### CONSIGNE A
D'après la page, sur quelle rive du torrent se trouve le chemin creux que prennent les coureurs ?
### CONSIGNE B
Indiquez si chacune de ces affirmations concorde avec la page, par oui ou non, en citant les mots décisifs : (i) un feu d'artifice illumine le ciel au moment du départ ; (ii) il fait froid sur le chemin ; (iii) les spectateurs sont peu nombreux sur la route goudronnée.
### CONSIGNE C
Traduisez en anglais cette phrase de la page : « Il fait doux ; le chemin est super agréable. »

### PAGE
La musique s’amplifie et un feu d’artifice illumine le ciel. Nous sommes partis. Il y a beaucoup de spectateurs sur les quelques hectomètres de route goudronée qui nous mènent à la sortie d’Ordino. Très vite nous prenons un chemin creux en rive gauche du torrent. La file indienne trottine doucement, et les 6km d’Orino à Llort passent très vite. Il fait doux ; le chemin est super agréable. Je me sens un peu endormi et j’ai l’impression d’avancer dans du coton. Retrospectivement, ce chemin constitue un vrai «sas» entre la ville et le début de la montagne, entre une certaine douceur et un univers beaucoup plus «rugueux» (voire brutal). Bref, à déguster sans modération.

[Entrées brutes]
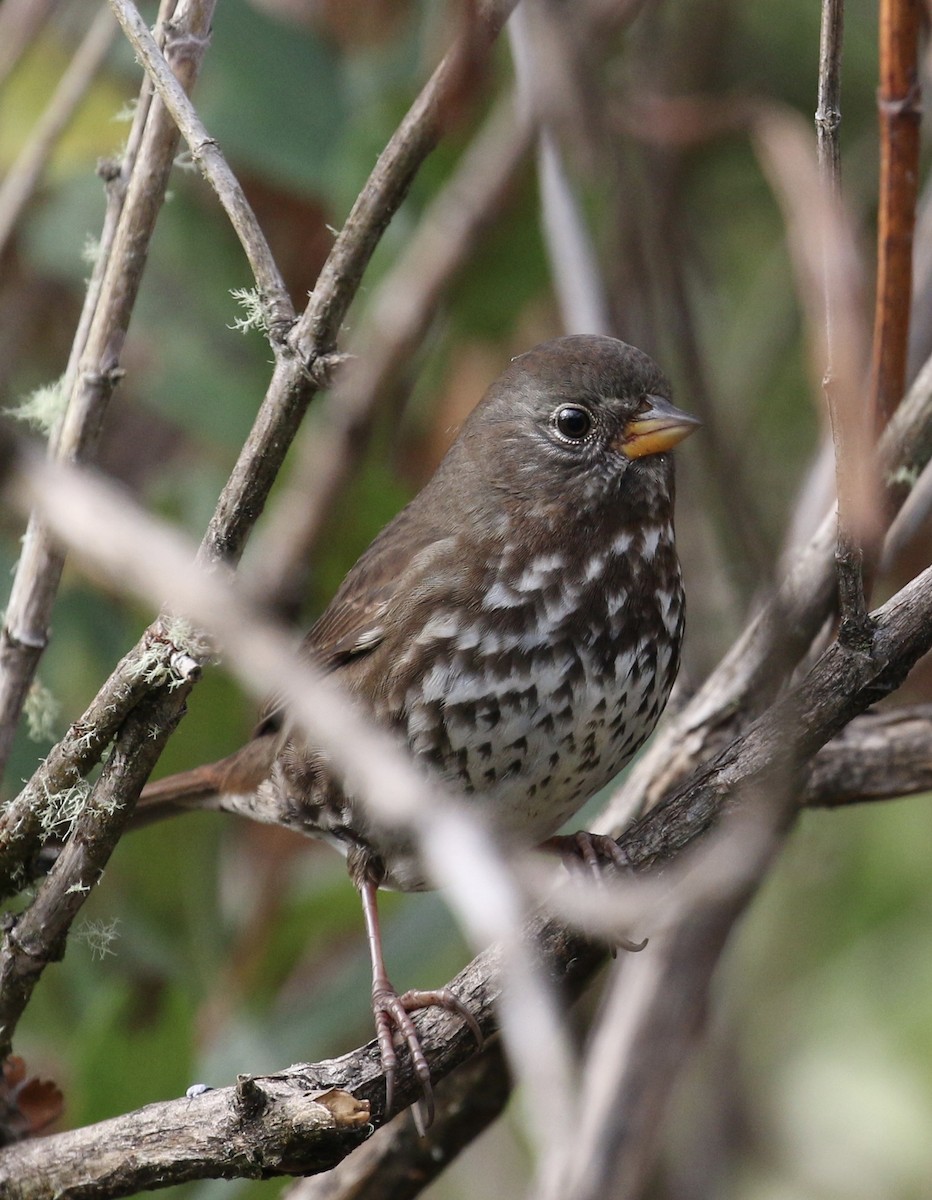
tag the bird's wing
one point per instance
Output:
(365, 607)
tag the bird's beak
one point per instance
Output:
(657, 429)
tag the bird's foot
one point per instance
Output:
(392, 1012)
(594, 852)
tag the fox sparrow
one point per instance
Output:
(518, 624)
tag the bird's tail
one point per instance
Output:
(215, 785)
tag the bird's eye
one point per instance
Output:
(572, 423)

### RÉPONSE A
Sur la rive gauche du torrent.

### RÉPONSE B
(i) Oui : « un feu d’artifice illumine le ciel ».
(ii) Non : « Il fait doux ».
(iii) Non : « Il y a beaucoup de spectateurs ».

### RÉPONSE C
It is mild; the path is really pleasant.